*Aim of the exercise:*
From the material below, copy out only the lines that contain the string "bird", treating uppercase and lowercase as different.

*Image entries for named regions:*

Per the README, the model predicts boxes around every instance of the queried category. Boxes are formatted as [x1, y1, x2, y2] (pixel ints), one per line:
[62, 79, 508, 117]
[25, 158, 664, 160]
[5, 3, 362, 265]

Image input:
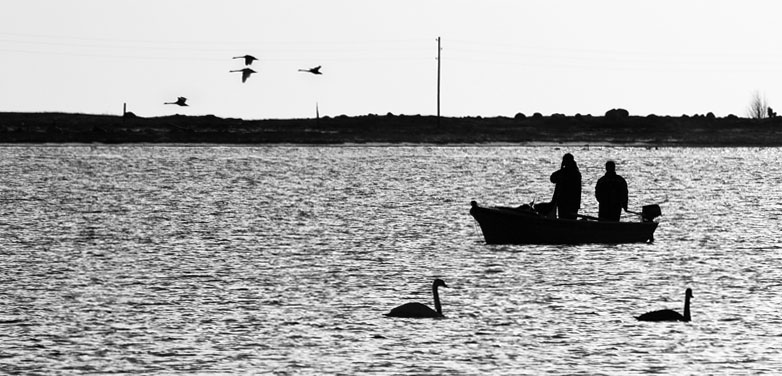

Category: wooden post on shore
[437, 37, 442, 125]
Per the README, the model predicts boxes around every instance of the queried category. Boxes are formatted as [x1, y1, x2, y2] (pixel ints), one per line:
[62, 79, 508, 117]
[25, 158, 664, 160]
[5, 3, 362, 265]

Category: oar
[625, 204, 663, 221]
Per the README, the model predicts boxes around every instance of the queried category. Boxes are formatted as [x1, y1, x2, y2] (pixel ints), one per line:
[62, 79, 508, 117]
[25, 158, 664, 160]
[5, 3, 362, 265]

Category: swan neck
[432, 285, 443, 316]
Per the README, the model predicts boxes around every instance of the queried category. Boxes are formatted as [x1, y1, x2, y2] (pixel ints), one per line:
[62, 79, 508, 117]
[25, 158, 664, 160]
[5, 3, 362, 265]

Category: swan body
[231, 68, 258, 82]
[299, 65, 323, 74]
[163, 97, 187, 106]
[636, 289, 692, 322]
[386, 278, 448, 318]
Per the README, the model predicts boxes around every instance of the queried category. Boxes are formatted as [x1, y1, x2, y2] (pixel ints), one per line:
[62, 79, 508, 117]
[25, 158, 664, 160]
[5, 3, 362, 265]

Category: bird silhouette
[299, 65, 323, 74]
[231, 68, 258, 82]
[636, 289, 692, 322]
[234, 55, 258, 65]
[163, 97, 187, 106]
[386, 278, 448, 318]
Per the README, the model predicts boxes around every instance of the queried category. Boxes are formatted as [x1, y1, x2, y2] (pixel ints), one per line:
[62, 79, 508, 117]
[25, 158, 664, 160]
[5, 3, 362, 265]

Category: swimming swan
[386, 278, 448, 317]
[636, 289, 692, 322]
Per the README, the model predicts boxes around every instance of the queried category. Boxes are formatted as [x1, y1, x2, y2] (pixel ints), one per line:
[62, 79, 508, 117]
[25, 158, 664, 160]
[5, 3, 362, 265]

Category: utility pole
[437, 37, 442, 119]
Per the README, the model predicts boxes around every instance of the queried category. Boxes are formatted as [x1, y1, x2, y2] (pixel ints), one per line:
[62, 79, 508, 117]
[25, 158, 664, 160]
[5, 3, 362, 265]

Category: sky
[0, 0, 782, 119]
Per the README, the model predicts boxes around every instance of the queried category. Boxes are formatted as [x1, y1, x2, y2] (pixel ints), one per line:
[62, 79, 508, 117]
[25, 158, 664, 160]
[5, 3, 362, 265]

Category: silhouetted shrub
[605, 108, 630, 123]
[605, 108, 630, 120]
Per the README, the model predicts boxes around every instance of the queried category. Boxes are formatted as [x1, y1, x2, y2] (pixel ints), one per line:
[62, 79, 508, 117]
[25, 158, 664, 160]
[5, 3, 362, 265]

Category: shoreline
[0, 110, 782, 148]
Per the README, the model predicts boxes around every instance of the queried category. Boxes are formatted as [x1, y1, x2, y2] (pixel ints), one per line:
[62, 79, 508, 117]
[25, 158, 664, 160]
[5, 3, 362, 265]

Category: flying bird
[299, 65, 323, 74]
[163, 97, 187, 106]
[231, 68, 258, 82]
[234, 55, 258, 65]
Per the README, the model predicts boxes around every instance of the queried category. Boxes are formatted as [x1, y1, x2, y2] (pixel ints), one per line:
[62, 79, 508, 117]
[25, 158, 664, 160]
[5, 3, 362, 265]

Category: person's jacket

*Solution for this task:*
Category: bird silhouette
Category: flying bird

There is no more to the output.